Data to use: Begin

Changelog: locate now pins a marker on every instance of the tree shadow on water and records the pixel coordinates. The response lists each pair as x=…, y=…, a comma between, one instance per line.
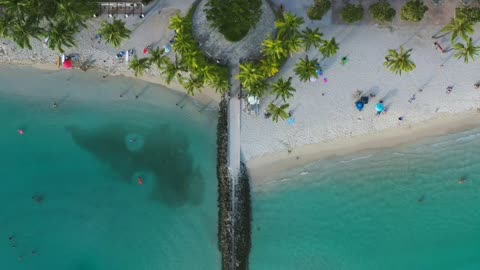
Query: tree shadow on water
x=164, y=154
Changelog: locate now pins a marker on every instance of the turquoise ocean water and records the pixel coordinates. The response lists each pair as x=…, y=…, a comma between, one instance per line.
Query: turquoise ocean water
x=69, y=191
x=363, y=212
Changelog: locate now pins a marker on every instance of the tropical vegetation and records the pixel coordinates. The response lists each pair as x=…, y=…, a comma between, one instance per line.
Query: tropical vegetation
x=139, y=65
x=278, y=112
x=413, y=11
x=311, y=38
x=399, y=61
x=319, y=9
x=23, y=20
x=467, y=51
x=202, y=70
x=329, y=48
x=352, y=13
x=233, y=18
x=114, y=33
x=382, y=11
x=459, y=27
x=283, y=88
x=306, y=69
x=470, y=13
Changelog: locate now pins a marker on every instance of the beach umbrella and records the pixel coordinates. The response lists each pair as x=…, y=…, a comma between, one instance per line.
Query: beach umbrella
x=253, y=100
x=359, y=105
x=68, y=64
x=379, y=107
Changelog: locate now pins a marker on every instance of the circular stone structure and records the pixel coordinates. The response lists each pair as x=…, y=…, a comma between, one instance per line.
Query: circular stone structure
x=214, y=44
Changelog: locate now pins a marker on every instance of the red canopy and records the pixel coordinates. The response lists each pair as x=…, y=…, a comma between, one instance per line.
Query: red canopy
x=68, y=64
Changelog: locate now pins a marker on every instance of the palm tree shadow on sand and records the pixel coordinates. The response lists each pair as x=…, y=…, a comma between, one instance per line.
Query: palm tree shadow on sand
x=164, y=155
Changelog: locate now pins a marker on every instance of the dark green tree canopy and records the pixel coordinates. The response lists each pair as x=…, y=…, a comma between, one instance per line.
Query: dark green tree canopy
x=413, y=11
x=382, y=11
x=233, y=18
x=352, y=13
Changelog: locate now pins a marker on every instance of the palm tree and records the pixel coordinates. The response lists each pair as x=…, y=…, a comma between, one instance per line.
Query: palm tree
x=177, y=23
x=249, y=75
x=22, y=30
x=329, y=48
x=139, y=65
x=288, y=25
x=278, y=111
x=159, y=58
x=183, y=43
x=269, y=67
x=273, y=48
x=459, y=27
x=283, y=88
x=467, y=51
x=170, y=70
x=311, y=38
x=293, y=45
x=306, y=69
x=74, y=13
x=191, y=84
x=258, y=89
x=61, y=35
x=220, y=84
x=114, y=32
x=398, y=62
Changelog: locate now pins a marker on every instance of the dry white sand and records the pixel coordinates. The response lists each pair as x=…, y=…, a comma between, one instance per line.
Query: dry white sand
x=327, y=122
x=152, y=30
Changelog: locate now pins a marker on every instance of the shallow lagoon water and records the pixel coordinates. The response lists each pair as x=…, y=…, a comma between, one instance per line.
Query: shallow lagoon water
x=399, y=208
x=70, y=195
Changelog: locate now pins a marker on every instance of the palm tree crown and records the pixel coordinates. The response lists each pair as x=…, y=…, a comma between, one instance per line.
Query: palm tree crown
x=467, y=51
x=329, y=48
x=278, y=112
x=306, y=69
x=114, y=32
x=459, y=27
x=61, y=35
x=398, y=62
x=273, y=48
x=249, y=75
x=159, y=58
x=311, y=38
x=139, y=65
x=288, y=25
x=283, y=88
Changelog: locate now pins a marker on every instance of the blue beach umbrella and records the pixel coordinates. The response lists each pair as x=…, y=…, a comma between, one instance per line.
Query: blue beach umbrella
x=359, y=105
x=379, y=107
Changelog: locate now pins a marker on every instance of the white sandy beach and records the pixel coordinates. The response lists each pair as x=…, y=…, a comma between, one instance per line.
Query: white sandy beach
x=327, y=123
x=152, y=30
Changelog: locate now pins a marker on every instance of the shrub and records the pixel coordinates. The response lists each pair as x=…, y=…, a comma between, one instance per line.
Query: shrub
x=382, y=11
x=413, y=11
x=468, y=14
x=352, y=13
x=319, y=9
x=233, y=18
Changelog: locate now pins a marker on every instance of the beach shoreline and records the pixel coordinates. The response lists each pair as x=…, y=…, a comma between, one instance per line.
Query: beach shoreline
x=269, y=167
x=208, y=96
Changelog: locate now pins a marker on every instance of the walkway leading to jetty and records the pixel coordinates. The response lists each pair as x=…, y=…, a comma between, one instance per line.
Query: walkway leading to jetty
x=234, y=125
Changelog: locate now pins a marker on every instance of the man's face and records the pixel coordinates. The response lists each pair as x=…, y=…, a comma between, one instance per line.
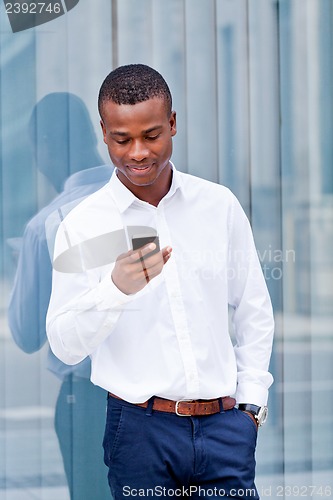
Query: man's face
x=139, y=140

Data to use: End
Data to use: Begin

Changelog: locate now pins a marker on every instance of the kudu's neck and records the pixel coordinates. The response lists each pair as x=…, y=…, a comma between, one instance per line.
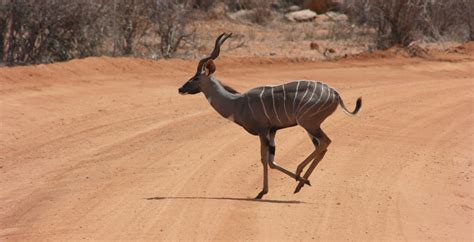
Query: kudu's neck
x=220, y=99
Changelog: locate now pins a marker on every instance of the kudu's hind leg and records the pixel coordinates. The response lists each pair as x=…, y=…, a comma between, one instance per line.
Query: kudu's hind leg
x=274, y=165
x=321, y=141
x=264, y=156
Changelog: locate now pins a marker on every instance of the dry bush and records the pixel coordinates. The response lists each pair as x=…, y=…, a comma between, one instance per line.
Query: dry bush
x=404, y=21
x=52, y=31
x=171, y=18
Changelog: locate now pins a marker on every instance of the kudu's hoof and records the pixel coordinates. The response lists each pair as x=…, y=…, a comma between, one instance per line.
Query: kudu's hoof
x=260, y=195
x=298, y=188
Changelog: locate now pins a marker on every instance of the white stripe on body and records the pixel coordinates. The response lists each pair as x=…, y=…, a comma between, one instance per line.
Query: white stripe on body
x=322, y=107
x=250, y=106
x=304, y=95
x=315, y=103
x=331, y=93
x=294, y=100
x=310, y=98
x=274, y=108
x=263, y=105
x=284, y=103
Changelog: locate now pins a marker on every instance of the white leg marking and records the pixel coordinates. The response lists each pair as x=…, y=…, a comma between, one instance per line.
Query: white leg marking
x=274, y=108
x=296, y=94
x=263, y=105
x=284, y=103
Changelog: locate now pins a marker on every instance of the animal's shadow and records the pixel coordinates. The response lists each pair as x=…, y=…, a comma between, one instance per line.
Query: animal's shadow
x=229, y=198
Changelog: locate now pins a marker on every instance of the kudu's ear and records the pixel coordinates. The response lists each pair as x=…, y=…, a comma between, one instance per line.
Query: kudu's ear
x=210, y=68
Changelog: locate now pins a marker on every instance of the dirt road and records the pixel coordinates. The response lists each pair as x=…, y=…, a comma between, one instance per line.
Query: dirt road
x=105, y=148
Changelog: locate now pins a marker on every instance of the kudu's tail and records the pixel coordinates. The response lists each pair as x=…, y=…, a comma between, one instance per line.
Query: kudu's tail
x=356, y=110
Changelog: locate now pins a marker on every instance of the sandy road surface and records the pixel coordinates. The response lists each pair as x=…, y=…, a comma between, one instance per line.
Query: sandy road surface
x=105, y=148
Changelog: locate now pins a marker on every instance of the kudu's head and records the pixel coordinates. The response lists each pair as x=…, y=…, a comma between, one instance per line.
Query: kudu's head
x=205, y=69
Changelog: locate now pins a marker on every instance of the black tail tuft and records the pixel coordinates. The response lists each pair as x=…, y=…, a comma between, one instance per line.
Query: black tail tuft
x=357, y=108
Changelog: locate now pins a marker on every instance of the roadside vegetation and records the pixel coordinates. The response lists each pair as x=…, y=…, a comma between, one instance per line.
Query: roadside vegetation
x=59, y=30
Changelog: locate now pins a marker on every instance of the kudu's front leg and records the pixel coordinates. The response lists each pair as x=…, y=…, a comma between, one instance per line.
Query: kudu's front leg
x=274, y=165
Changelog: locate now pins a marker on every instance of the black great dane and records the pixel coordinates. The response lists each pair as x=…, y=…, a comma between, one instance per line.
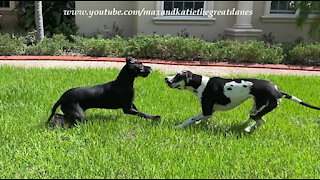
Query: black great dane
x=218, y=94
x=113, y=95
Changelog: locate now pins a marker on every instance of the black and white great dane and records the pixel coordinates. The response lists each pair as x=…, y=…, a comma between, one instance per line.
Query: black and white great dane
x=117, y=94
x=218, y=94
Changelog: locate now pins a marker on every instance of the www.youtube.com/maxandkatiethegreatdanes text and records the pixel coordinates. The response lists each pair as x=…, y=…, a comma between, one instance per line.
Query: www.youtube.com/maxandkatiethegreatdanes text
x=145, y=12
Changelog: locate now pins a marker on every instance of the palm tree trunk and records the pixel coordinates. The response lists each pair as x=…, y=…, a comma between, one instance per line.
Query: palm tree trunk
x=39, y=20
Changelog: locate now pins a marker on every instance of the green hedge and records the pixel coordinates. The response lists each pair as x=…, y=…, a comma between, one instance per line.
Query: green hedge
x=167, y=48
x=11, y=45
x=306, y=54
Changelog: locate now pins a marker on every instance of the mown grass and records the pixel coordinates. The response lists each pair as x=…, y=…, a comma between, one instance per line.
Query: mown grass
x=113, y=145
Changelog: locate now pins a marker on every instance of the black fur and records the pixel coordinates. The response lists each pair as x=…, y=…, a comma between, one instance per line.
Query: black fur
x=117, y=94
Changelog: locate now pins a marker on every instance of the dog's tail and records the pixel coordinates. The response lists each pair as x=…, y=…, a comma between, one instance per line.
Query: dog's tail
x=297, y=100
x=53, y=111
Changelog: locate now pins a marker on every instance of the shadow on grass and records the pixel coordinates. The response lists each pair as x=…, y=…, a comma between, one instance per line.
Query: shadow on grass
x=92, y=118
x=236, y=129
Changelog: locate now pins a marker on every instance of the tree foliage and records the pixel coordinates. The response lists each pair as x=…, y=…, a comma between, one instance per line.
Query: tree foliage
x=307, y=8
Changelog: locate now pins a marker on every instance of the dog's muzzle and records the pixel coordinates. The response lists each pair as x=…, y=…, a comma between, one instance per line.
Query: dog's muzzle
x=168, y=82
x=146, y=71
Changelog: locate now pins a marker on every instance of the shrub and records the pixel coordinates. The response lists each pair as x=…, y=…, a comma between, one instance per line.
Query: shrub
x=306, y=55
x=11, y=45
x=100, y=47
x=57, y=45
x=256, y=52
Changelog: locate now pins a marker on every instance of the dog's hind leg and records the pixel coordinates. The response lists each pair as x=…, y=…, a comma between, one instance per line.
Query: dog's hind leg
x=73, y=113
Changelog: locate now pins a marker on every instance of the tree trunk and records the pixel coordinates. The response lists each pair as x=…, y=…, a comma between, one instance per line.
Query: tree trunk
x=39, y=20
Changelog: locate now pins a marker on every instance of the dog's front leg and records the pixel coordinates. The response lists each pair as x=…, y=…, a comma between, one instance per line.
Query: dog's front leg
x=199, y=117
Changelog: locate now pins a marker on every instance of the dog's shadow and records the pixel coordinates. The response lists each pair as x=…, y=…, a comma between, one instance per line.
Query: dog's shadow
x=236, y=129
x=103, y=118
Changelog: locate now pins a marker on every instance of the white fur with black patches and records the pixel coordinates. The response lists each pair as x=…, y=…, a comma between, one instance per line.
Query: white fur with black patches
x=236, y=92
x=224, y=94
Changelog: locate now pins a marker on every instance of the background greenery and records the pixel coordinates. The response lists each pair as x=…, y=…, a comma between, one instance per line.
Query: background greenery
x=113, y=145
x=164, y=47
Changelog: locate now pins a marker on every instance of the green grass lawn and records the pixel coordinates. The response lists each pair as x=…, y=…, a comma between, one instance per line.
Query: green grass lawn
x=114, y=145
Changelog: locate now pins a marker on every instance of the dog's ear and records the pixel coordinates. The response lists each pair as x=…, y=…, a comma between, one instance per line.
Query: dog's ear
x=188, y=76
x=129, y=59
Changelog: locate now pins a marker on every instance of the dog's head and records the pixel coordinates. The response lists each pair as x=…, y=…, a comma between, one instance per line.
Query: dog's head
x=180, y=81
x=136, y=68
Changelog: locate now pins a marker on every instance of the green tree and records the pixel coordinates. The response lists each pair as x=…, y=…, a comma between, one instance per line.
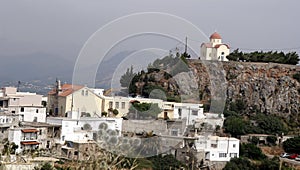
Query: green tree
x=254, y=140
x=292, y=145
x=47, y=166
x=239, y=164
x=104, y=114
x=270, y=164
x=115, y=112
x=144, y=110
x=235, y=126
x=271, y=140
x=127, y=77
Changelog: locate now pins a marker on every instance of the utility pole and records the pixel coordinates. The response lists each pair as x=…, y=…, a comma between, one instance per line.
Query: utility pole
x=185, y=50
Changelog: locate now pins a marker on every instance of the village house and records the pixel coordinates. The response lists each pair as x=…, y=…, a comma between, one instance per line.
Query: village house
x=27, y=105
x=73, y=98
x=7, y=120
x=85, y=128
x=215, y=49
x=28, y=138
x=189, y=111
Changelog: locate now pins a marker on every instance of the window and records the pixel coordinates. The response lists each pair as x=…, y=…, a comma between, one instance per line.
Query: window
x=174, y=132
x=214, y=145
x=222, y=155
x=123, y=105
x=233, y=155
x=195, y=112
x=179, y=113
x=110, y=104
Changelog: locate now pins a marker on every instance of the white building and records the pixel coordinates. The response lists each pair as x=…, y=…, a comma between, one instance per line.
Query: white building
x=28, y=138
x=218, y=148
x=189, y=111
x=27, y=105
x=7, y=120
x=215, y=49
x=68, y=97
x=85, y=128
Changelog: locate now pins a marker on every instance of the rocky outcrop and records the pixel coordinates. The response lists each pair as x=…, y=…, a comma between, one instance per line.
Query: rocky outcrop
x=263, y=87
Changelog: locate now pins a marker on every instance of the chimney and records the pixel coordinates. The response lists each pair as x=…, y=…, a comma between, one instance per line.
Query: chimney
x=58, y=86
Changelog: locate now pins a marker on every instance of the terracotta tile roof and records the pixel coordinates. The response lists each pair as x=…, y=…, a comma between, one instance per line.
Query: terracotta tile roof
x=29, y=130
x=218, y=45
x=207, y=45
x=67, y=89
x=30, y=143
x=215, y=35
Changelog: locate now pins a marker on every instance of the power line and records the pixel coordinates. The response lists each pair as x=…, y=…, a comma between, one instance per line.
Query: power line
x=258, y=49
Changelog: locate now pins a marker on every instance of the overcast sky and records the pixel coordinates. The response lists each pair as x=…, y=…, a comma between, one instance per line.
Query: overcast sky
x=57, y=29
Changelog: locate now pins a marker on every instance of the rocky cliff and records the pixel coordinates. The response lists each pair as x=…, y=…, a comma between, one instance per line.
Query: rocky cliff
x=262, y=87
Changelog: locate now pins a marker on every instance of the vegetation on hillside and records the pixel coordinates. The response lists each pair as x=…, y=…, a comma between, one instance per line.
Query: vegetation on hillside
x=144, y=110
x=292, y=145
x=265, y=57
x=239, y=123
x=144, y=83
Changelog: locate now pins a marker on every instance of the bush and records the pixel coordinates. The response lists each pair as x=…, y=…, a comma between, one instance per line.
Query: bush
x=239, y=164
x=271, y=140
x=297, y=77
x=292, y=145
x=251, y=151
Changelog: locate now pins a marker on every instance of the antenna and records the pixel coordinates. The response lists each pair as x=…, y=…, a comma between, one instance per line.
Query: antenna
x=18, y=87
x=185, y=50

Data to use: End

● Task description
Please output exactly the lines between the one holding "the dog's front" and the one holding "the dog's shadow" in the records above, inclusive, and nothing more.

● Answer space
Changelog: locate now pins a marker on every instance of the dog's front leg and records the pixel coordinates. The response lists each pair as x=…, y=…, a comma between, one instance per line.
Query: dog's front leg
x=199, y=117
Changelog: locate now pins a marker on every instance of the dog's shadow and records the pixel coordinates. The response lists each pair as x=…, y=…, a comma between, one instance per line.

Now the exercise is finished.